**Exercise:**
In the rows below, begin at the line that has "In the photo above, where can the wall-mounted" and stop after the line that has "point(642, 362)". Rename "yellow taxi van" to "yellow minibus" throughout that stretch and reproduce only those lines, leaving everything else unchanged.

**Given entries:**

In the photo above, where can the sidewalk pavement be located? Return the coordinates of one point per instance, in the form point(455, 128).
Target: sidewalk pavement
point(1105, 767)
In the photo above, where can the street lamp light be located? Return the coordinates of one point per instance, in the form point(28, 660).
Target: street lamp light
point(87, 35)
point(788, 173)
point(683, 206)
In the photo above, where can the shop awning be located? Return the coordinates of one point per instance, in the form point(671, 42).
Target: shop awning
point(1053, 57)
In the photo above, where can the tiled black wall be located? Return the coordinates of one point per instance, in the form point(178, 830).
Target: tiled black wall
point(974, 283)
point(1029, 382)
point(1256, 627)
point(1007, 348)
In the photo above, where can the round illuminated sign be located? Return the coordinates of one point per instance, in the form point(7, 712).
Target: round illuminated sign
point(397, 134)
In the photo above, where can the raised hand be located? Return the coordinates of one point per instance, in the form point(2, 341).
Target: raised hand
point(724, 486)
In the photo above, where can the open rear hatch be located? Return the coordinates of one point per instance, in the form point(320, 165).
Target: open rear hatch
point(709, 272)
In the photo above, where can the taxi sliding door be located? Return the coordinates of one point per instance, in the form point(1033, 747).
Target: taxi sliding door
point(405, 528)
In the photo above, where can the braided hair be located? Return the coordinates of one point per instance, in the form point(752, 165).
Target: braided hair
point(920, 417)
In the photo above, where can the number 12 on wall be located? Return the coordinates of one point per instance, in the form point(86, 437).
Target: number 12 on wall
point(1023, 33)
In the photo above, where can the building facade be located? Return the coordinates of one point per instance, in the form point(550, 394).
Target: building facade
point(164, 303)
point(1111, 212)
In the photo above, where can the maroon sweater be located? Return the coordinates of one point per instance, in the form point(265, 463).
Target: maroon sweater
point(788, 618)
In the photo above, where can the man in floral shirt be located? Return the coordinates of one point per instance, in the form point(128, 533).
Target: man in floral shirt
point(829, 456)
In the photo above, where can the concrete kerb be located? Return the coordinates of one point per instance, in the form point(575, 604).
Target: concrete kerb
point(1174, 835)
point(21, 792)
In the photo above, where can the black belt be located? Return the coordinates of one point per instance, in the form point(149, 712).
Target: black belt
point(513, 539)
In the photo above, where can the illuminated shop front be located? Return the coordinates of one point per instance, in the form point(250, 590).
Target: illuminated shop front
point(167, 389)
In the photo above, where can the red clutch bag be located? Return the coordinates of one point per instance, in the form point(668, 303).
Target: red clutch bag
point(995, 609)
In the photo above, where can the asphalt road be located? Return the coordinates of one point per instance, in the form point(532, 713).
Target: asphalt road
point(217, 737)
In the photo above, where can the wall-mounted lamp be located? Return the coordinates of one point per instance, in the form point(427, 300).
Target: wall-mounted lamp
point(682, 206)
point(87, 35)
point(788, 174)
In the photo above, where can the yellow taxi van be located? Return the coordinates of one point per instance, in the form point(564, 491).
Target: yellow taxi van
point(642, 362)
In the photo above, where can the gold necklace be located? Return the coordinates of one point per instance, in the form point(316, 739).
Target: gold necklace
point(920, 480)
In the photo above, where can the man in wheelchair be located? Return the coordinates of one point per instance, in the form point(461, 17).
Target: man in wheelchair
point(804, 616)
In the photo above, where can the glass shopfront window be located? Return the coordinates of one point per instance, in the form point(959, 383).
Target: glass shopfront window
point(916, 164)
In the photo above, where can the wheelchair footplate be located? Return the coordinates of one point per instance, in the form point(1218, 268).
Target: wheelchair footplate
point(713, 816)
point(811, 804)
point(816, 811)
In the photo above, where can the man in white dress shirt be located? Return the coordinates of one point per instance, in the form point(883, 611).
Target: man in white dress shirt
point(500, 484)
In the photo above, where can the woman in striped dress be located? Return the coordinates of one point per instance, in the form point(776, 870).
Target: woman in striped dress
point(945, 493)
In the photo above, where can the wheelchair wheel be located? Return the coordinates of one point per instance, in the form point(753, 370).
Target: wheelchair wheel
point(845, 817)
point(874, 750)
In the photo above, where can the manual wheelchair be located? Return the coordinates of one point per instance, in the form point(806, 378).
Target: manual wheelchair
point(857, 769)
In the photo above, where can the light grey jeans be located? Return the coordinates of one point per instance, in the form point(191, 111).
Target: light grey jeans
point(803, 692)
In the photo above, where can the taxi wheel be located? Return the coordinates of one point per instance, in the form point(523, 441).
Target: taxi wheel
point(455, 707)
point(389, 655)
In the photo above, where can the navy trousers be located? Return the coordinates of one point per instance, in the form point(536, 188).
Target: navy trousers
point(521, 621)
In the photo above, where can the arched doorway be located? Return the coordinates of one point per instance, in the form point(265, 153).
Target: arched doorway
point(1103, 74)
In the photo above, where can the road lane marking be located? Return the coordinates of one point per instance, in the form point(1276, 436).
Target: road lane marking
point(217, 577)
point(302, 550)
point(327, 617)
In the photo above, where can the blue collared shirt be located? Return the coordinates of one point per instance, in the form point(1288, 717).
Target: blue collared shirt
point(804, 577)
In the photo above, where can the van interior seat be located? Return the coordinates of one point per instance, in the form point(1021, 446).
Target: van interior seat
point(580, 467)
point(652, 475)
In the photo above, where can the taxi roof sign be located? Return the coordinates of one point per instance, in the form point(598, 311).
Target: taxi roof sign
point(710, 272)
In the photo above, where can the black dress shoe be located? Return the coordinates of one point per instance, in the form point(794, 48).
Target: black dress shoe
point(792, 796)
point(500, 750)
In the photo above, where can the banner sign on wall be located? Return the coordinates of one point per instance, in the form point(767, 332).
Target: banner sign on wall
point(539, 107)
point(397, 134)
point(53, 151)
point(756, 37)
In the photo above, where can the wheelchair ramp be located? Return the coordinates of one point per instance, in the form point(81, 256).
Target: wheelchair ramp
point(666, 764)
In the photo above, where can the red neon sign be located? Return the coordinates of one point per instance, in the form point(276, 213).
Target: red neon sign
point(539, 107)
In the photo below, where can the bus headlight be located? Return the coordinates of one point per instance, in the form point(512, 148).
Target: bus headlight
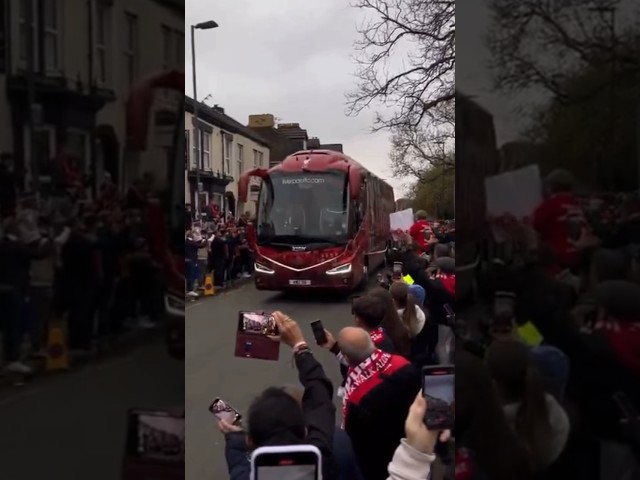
point(174, 305)
point(258, 267)
point(340, 270)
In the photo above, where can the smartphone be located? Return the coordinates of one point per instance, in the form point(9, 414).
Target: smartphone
point(397, 269)
point(318, 332)
point(156, 436)
point(252, 339)
point(295, 462)
point(449, 311)
point(259, 322)
point(625, 406)
point(438, 388)
point(354, 299)
point(223, 411)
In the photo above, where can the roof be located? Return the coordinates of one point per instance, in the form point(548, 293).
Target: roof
point(223, 121)
point(175, 5)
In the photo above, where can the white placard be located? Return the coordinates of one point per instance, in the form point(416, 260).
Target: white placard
point(516, 193)
point(401, 220)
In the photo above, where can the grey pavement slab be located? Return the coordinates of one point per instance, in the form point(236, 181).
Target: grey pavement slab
point(72, 426)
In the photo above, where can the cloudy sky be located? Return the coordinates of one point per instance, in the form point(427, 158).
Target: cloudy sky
point(291, 58)
point(472, 74)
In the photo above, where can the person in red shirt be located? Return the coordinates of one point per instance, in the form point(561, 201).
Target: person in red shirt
point(560, 221)
point(418, 231)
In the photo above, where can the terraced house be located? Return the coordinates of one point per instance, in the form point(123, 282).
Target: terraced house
point(66, 68)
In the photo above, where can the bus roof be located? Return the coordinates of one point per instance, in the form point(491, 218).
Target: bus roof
point(318, 161)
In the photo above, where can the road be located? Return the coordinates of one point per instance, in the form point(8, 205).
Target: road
point(213, 371)
point(72, 426)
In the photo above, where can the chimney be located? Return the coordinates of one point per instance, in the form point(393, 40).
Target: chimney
point(265, 120)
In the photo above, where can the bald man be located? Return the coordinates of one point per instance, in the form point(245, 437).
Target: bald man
point(379, 390)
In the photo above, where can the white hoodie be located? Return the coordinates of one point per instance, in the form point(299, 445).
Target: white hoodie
point(409, 464)
point(421, 320)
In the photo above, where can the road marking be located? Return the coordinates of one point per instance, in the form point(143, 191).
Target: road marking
point(222, 294)
point(12, 397)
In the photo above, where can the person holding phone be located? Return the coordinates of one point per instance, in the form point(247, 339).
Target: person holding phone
point(379, 390)
point(276, 419)
point(415, 454)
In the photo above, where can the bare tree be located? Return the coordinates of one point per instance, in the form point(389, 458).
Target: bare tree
point(422, 152)
point(406, 61)
point(538, 44)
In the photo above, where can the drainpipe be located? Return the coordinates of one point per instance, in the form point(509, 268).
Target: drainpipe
point(31, 97)
point(92, 95)
point(223, 137)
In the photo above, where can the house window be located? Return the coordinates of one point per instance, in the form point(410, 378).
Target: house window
point(103, 42)
point(240, 160)
point(130, 49)
point(172, 48)
point(167, 48)
point(25, 31)
point(228, 151)
point(179, 50)
point(187, 146)
point(51, 16)
point(206, 150)
point(76, 145)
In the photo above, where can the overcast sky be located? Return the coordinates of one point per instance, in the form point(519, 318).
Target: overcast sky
point(473, 77)
point(290, 58)
point(472, 74)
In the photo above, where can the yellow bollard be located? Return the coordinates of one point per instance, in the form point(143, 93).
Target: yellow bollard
point(208, 285)
point(57, 352)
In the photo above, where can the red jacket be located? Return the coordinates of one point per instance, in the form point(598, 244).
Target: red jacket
point(550, 221)
point(417, 233)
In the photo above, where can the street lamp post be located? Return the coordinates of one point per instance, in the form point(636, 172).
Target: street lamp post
point(198, 137)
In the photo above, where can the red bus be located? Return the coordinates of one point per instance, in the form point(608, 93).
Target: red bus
point(164, 218)
point(322, 222)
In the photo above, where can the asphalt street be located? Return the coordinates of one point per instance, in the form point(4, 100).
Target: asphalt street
point(72, 425)
point(212, 370)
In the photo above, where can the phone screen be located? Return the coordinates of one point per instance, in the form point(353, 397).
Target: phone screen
point(438, 389)
point(223, 411)
point(287, 472)
point(449, 311)
point(354, 299)
point(157, 436)
point(287, 466)
point(259, 322)
point(318, 332)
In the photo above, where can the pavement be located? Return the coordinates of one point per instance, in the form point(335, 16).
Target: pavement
point(212, 370)
point(72, 425)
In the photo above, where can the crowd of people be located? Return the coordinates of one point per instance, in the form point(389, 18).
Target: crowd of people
point(380, 431)
point(550, 364)
point(79, 261)
point(218, 245)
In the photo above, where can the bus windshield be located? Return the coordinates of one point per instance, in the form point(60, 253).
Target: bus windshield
point(303, 208)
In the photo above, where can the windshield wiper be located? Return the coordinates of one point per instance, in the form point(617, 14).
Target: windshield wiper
point(297, 241)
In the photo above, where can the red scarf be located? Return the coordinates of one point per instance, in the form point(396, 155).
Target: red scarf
point(448, 282)
point(464, 465)
point(377, 335)
point(368, 375)
point(624, 338)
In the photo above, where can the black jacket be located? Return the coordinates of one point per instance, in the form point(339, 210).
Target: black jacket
point(15, 261)
point(319, 414)
point(376, 424)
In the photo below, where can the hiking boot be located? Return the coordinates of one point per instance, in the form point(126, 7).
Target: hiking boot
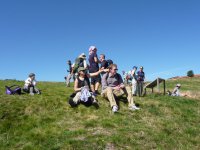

**In response:**
In the photo above, where can the wall-mounted lamp be located? Return the coordinates of one point per instance, in the form point(427, 300).
Target: wall-mounted lamp
point(682, 206)
point(87, 35)
point(788, 174)
In the photo above, where can the yellow minibus be located? Return the coordinates of one point per instance, in the form point(564, 491).
Target: yellow minibus
point(642, 362)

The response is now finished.